Document section:
####################
The Battle of Sidi Brahim was a battle at Sidi Brahim in French Algeria between the troops of Abdelkader El Djezairi and French troops under Lieutenant-Colonel Lucien de Montagnac from 22 to 25 September 1845. The French force was made up of the light infantry troops of the 8th Infantry Battalion and the second squadron of the 2nd Regiment of Hussars.

Battle
The encounter was unplanned and poorly commanded by Montagnac, and went badly for the French troops. After a first encounter, the French's numbers were reduced from 450 to 82 chasseurs and hussars against hundreds of Algerians (Abd-el-Qader's never massed more than ca. 500 horsemen for pitched battle). Cornered, the chasseurs of the carabinier company took refuge in a marabout, from which they repulsed all assaults. After a siege lasting many days, without food or water and short of munitions, they were reduced to cutting up their musket balls in order to keep firing. Emir Abdelkader captured captain adjutant major Dutertre and taken under guard to the front of the marabout to demand the chasseurs' surrender, but instead used his time there to exhort the survivors to fight to the death, for which Abdelkader beheaded him. Abdelkader then demanded that the French bugler (Guillaume Rolland) sound the retreat, but he instead sounded the charge, whilst one chasseur replied to another of Abdelkader's other demands for their surrender with the word, Merde! (Shit). (in reference to Cambronne's answer at Waterloo). When the remaining 80 survivors completely ran out of munitions, they managed to break through the enemy lines with a bayonet charge, but only 16 of them managed to rejoin the French lines (5 of which died some days later). Among the dead was Montagnac himself. The remains of the soldiers killed at Sidi Brahim were gathered at Djemmaa Ghazaouet in the "Tombeau des Braves" then reburied at the Musée des Chasseurs at the old fort in Vincennes in 1965.
####################
Provided data:
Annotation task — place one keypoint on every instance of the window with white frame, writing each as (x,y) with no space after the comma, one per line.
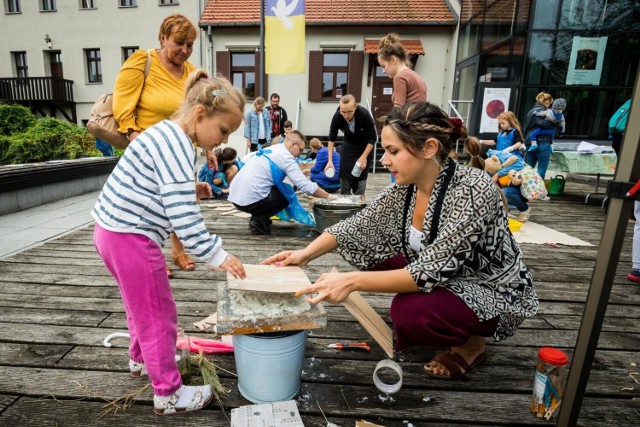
####################
Pick up the Battle of Sidi Brahim account from its final sentence and continue it.

Legacy

The extreme bravery shown by the battalion led to its being nicknamed the battalion of Sidi-Brahim and the battle being written up among its battle honours. However, according to Gilles Manceron, the soldiers "were led in quite an inconsiderate manner" by Colonel de Montagnac "whose writings boast, with no remorse, of several war crimes". The expression "faire Sidi Brahim" became a motto of the Chasseurs (light infantry / mountain battalions). During the First World War, the 7th Battalion of Chasseurs Alpins (7°BCA) took a German pass for several days and, lacking munitions, managed to repulse the German attack with stones. There the chasseurs won the nickname "schwarzen Teufel" (black devils), which later became "Blue Devils" (les Diables bleus), which they still use. The insignia of the 7th BCA  is still a devil, in a hunting horn (representing the Chasseurs).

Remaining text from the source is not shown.